# [ACTION ITEM]
Only the lines from the one containing "Target: stone ledge" to the end of the entries should be written out, each exactly as it stands, both ends included.

# [GIVEN INFORMATION]
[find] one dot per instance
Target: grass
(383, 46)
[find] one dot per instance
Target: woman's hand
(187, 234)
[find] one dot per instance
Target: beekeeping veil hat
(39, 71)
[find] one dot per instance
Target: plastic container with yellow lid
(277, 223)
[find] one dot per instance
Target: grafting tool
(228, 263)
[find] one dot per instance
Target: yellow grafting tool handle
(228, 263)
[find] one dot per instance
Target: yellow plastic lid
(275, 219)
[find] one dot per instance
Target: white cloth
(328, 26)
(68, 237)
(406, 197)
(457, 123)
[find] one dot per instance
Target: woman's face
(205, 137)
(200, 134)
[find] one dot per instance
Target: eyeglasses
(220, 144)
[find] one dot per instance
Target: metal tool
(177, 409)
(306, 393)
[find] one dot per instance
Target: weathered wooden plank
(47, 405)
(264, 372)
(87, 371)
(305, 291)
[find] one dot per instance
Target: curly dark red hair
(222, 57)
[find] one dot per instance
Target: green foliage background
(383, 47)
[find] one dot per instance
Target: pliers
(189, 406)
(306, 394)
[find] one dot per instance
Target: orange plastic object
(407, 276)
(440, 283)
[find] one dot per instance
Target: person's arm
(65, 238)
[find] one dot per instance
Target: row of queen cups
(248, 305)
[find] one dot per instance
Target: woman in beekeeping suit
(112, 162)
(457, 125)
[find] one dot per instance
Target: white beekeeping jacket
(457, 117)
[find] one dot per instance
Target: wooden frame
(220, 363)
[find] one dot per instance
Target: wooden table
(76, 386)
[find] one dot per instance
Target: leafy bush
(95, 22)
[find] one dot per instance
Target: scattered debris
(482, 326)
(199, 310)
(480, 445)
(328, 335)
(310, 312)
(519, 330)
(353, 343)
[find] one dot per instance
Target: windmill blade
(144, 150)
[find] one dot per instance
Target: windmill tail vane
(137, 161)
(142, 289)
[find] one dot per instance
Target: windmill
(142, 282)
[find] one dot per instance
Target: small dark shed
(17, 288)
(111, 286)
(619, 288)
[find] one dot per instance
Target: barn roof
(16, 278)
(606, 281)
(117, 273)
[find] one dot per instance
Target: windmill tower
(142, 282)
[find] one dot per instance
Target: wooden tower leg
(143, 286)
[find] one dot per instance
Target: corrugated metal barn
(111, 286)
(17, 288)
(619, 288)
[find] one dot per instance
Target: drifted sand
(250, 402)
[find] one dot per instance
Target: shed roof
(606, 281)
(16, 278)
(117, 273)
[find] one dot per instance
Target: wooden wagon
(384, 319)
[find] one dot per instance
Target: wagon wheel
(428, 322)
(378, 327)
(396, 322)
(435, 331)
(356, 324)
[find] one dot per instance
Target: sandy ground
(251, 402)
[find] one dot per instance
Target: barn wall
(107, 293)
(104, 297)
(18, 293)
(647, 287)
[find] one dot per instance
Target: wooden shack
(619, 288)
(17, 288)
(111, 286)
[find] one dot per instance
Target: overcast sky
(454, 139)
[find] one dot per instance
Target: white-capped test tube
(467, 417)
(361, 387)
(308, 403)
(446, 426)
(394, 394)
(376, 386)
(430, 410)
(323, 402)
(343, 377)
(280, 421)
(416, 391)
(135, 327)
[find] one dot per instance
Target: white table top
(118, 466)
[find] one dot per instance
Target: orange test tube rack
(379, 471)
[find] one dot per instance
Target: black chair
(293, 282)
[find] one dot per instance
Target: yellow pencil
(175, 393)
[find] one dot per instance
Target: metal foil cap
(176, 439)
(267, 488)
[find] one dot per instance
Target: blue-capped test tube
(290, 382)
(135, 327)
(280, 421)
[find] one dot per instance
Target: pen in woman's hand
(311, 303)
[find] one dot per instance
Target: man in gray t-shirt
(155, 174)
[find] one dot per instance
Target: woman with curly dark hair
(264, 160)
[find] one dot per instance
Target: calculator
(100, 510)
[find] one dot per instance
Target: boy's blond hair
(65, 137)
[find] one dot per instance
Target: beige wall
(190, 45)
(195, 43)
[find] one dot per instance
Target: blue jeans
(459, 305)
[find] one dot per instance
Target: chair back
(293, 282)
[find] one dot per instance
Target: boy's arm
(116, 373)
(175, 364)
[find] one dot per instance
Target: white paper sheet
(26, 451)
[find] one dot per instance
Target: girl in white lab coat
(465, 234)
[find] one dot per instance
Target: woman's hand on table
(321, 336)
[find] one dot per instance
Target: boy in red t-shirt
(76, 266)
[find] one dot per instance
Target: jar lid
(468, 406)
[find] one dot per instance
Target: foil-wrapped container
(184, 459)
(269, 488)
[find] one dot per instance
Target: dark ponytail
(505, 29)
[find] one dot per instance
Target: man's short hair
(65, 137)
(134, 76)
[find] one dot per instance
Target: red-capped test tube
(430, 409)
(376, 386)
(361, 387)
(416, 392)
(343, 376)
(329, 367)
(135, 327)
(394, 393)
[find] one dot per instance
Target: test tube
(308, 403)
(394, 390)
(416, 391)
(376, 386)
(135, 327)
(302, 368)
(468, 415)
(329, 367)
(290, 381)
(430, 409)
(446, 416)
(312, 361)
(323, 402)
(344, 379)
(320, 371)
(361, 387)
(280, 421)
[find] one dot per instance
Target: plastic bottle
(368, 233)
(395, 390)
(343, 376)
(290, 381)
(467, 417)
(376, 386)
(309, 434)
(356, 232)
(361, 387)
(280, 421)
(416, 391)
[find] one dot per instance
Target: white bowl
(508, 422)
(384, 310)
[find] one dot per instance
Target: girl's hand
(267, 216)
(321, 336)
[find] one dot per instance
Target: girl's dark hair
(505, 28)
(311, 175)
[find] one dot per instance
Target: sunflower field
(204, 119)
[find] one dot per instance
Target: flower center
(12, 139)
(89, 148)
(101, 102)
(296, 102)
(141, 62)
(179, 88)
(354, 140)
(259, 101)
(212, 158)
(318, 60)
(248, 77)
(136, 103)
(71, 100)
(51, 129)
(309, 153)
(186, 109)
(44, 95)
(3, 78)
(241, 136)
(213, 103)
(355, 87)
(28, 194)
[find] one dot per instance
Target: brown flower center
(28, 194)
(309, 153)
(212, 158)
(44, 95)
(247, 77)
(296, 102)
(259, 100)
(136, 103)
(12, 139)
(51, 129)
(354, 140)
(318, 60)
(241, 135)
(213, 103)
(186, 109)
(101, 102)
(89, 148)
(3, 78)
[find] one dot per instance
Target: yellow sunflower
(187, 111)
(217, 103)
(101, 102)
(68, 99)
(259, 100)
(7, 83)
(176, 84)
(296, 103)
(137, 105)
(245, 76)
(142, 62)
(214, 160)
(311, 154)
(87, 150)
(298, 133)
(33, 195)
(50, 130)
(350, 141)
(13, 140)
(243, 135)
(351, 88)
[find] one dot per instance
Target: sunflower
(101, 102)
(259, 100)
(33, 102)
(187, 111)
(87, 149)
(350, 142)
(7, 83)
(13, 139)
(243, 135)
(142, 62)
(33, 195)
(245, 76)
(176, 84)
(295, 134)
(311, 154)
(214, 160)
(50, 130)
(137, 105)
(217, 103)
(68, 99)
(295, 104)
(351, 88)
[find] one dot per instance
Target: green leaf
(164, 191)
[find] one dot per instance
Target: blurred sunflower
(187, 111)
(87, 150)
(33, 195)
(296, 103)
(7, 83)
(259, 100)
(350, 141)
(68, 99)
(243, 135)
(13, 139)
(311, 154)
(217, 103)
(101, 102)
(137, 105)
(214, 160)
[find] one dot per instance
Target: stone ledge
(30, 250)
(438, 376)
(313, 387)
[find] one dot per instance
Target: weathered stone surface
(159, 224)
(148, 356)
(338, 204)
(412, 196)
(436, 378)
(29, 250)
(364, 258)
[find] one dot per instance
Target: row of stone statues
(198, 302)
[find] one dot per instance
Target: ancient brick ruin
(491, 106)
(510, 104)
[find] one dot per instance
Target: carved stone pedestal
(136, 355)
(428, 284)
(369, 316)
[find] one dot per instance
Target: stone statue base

# [RESULT BELOW]
Target: stone ledge
(30, 250)
(438, 376)
(313, 387)
[find] one dot per instance
Target: weathered stone surface
(159, 224)
(148, 356)
(338, 204)
(412, 196)
(436, 378)
(29, 250)
(364, 258)
[find] one dot per instance
Target: row of stone statues
(198, 302)
[find] one dot per instance
Target: ancient brick ruin
(491, 106)
(510, 104)
[find] one dot per instance
Target: carved stone pedestal
(136, 355)
(428, 284)
(369, 316)
[find] one dot per instance
Target: stone statue base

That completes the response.